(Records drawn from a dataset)
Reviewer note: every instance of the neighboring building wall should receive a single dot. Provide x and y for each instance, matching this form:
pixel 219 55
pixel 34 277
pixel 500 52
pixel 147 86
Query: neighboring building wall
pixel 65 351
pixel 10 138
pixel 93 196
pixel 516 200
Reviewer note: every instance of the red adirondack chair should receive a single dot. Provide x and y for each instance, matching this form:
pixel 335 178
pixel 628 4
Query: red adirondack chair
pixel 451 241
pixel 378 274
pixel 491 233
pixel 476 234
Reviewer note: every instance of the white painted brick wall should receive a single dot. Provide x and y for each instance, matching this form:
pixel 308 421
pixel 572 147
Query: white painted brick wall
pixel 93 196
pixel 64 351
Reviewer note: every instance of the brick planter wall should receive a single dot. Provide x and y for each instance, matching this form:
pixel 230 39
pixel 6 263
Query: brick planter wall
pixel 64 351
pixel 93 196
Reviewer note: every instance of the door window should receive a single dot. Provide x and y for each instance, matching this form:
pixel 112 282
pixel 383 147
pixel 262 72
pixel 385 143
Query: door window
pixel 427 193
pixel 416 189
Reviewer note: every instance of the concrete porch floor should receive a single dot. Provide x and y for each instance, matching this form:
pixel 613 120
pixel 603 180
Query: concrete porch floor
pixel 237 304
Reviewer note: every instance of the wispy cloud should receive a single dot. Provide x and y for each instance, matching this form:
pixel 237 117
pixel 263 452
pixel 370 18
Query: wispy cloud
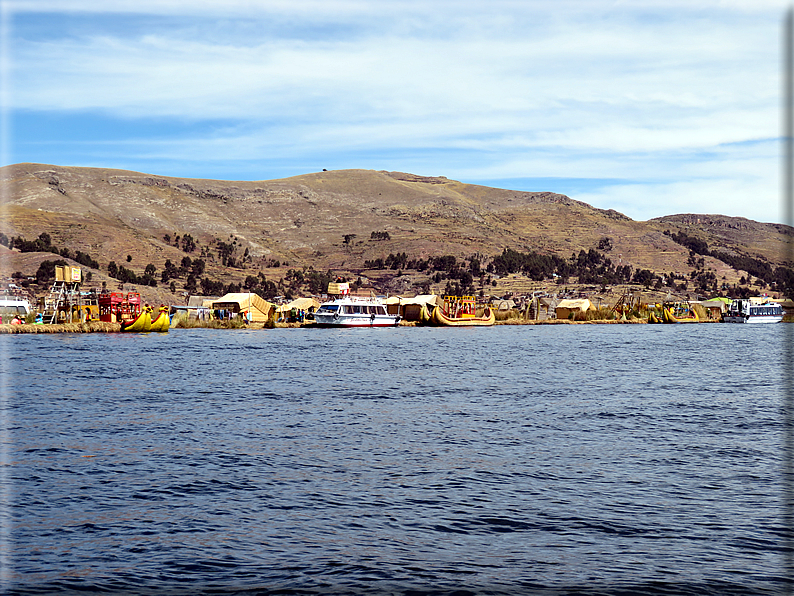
pixel 671 98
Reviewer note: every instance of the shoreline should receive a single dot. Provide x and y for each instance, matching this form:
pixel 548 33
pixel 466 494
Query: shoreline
pixel 101 327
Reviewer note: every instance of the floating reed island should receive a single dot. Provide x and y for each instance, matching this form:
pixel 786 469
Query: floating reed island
pixel 90 327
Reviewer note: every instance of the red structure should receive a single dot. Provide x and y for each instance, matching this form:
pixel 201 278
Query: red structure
pixel 117 306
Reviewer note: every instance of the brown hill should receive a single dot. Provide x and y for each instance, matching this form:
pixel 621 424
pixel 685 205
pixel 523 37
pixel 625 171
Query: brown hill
pixel 326 220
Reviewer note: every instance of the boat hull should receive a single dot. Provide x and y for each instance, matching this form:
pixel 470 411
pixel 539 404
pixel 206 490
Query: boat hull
pixel 162 323
pixel 354 312
pixel 439 319
pixel 670 317
pixel 356 321
pixel 140 324
pixel 754 312
pixel 755 320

● **EXERCISE OBJECTIVE**:
Each line from the one containing "pixel 523 37" to the final line of the entries above must be returned exactly, and no other line may appear.

● **EXERCISE ANSWER**:
pixel 523 37
pixel 625 171
Query: brown hill
pixel 326 220
Reviewer note: every instance of the boat hull should receive a single dot. Provide x and y for each instance, matching this form:
pixel 470 411
pixel 539 404
pixel 206 490
Query: boat hull
pixel 162 323
pixel 354 312
pixel 439 319
pixel 670 317
pixel 356 321
pixel 140 324
pixel 754 312
pixel 755 320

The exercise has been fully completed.